- _本文抜粋_:
最近読んだ本など

今年の夏は、今まで読めなかった本、気になっていた本をじっくり
読めたらいいなあと思っています。
まずは、友人でもある容子さんhttp://www.yokoueno.com/が翻訳した本
「大切な人の看取り方」。
作者は長年アメリカのホスピスケアの最前線で経験を積んだ看護師さん。
多くの人をその家族と共に看取り、そのプロセスを経験してきた方だからこそ
書けるたくさんの豊富な事例と共に、家族や大事な友人など大切な人が亡くなる時に
どう理解したらいいのか、どういう時間を過ごしたらいいのかを書いています。
作者が言うように、確かに、人間は生まれることと同時に死ぬということも自然の摂理。
「死は予測可能な自然なプロセスで、人生のサイクルの一部なのです」
豊かな最期を過ごすためには、このような本が必要だと痛感しました。
翻訳した容子さんご自身も、亡くなったご主人ジムさんを看取る時に、この本があったら
どんなに助けになったかと言っています。また、そのことがこの本がうまれるきっかけにも
なっているのです。

- _提供された項目_:

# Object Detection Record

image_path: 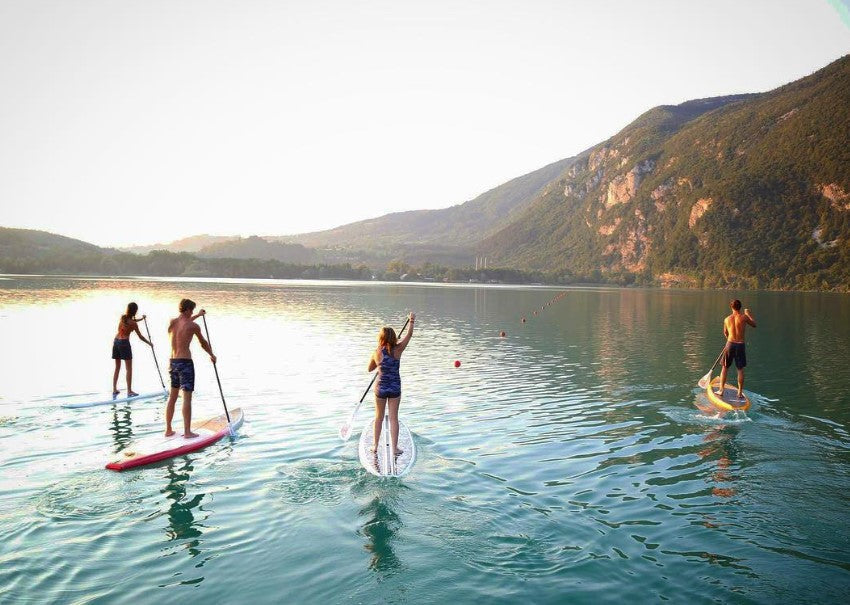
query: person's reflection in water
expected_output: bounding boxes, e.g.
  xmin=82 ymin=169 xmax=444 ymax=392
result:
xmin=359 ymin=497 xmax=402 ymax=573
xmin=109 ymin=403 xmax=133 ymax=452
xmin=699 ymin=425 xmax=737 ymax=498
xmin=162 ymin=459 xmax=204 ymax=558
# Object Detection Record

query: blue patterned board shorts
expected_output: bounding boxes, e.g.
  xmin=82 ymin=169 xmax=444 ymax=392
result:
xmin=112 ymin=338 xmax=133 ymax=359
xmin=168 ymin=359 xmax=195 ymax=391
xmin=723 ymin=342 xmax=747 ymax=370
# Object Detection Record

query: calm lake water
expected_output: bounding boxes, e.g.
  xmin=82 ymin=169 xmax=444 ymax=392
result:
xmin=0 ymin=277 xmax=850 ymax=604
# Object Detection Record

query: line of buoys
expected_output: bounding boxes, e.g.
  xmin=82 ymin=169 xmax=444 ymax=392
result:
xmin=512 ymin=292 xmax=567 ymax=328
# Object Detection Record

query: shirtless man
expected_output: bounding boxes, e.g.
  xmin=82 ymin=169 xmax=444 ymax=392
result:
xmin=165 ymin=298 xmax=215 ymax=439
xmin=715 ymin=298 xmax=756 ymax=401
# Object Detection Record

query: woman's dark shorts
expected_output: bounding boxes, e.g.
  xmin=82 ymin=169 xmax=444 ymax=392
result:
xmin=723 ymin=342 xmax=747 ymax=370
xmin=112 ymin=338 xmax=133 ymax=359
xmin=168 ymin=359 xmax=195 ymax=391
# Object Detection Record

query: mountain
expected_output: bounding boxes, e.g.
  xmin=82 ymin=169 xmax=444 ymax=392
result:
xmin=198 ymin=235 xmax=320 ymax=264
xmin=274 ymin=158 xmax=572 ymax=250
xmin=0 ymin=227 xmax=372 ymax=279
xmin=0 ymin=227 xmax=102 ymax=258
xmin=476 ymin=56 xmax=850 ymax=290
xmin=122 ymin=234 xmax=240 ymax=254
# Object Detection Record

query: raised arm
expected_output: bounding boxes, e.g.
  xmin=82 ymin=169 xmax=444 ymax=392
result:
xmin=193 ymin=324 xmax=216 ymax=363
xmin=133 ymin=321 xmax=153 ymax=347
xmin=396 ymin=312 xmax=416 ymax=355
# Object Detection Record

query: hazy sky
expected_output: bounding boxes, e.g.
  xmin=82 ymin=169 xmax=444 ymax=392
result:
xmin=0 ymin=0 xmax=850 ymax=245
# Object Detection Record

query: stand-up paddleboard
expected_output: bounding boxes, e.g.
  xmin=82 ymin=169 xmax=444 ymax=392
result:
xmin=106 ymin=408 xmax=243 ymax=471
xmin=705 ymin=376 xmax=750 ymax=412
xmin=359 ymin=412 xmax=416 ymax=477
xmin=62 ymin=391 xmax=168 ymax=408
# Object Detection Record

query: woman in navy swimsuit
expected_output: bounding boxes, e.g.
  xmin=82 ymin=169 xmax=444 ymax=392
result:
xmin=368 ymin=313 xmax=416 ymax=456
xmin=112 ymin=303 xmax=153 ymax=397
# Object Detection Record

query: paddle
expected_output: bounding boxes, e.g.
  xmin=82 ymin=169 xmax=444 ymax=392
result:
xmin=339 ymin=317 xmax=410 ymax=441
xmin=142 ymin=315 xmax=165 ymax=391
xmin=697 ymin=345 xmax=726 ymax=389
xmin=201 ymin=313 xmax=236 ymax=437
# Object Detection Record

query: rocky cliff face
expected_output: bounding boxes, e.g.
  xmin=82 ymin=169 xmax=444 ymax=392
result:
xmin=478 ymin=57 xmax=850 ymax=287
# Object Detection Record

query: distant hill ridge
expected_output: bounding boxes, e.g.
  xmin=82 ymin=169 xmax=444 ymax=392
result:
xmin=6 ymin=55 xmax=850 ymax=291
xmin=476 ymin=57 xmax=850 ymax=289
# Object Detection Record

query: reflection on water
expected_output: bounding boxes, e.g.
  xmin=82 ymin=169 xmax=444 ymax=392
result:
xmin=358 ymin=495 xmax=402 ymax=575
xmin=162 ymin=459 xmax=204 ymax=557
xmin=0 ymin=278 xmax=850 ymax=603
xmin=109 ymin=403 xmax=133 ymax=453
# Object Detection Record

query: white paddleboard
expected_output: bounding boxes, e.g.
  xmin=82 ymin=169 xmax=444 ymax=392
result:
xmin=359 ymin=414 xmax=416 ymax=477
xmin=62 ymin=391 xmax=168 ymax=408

- _記述課題 1_:
本文抜粋のうち、「作者は長年アメリカのホスピスケアの最前線で経験を積んだ看護師さん。」から「作者が言うように、確かに、人間は生まれることと同時に死ぬということも自然の摂理。」まで(両端を含む)を一字一句違えずに書き写してください。
- _記述課題 2_:
本文抜粋の内容を2文で要約してください。

- _解答全文 1_:
作者は長年アメリカのホスピスケアの最前線で経験を積んだ看護師さん。
多くの人をその家族と共に看取り、そのプロセスを経験してきた方だからこそ
書けるたくさんの豊富な事例と共に、家族や大事な友人など大切な人が亡くなる時に
どう理解したらいいのか、どういう時間を過ごしたらいいのかを書いています。
作者が言うように、確かに、人間は生まれることと同時に死ぬということも自然の摂理。

- _解答全文 2_:
筆者は、友人の容子さんが翻訳した本「大切な人の看取り方」を紹介している。この本はアメリカのホスピスケアの最前線で経験を積んだ看護師が書いたもので、大切な人が亡くなる時にどう理解し、どういう時間を過ごしたらいいのかを豊富な事例とともに書いており、筆者は豊かな最期のためにこのような本が必要だと痛感し、容子さん自身もご主人ジムさんを看取る時にこの本があったらどんなに助けになったかと言っている。